Dataset items
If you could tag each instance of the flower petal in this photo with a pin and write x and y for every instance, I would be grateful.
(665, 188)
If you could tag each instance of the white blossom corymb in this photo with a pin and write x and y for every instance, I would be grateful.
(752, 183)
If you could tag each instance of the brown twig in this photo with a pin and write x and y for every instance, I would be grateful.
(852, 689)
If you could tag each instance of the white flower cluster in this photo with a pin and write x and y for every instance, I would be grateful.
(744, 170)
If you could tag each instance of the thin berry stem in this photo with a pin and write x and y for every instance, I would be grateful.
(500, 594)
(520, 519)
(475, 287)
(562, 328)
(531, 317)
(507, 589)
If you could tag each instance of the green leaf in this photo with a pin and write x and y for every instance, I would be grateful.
* * *
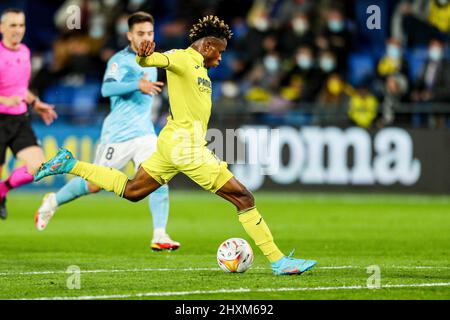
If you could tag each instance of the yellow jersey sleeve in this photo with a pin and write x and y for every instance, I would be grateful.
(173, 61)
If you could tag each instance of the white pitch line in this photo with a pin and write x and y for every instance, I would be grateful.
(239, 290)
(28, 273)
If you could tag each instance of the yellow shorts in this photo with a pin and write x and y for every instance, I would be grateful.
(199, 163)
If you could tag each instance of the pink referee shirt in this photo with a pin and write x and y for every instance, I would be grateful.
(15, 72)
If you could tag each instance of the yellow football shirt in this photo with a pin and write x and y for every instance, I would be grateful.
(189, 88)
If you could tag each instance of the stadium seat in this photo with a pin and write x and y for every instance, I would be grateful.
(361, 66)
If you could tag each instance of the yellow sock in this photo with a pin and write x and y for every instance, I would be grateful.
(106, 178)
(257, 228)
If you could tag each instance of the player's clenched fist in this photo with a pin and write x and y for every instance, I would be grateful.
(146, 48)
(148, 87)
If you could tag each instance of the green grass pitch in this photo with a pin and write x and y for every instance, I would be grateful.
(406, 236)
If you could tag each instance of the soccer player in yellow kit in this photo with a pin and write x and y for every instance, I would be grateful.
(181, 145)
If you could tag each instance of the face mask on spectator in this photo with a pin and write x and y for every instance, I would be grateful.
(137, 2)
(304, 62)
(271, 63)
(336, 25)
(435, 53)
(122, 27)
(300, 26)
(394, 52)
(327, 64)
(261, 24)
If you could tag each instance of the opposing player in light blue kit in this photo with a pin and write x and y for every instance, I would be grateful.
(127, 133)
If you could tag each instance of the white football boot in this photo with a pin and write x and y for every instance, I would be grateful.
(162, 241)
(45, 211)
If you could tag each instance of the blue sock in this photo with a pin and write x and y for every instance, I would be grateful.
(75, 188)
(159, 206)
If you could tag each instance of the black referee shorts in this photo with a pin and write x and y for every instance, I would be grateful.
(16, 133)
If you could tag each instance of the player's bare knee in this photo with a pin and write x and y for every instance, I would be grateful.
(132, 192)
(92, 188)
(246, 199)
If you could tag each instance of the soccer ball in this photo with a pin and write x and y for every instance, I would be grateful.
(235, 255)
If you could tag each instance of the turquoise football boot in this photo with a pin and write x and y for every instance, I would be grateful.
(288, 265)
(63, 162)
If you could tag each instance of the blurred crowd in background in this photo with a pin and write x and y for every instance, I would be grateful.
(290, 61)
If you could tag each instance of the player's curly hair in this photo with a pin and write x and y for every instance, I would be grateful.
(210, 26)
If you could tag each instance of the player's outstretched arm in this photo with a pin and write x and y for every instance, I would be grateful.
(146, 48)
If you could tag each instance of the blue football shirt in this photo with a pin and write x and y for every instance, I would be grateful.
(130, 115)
...
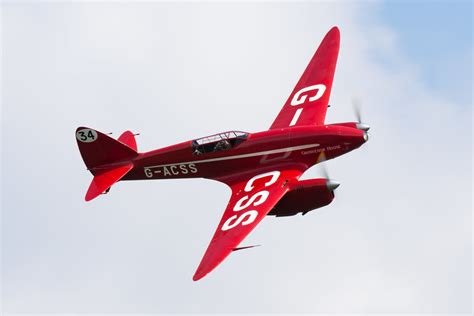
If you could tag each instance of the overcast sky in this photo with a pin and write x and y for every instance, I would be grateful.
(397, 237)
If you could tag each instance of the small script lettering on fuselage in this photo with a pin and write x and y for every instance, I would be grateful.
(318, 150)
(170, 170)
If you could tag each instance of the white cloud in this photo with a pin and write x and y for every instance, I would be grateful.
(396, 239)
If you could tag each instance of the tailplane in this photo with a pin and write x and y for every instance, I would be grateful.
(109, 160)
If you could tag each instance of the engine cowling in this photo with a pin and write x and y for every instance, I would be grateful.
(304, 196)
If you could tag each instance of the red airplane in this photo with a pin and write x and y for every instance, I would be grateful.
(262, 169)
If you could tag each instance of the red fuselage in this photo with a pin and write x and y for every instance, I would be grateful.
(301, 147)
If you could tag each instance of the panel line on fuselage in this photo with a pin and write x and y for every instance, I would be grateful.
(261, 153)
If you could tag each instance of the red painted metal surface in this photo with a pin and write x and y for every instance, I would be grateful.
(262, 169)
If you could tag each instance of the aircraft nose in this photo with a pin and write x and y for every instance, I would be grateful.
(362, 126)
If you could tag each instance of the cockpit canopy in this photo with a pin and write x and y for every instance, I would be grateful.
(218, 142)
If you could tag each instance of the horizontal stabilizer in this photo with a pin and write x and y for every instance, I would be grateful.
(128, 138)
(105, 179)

» AIM OF THE TASK
Gather every line from the items above that has the word "blue" in it. Case counts.

» REPLY
If you could tag each instance of the opposing player in light blue kit in this photo with a pin and write x and y for every instance, I would be grateful.
If you could tag each instance of the blue sock in this photo with a pin and write x and y for every instance, I would be grateful.
If you could tag each instance of the blue football shirt in this photo with a pin and write x and y for every instance, I would be grateful.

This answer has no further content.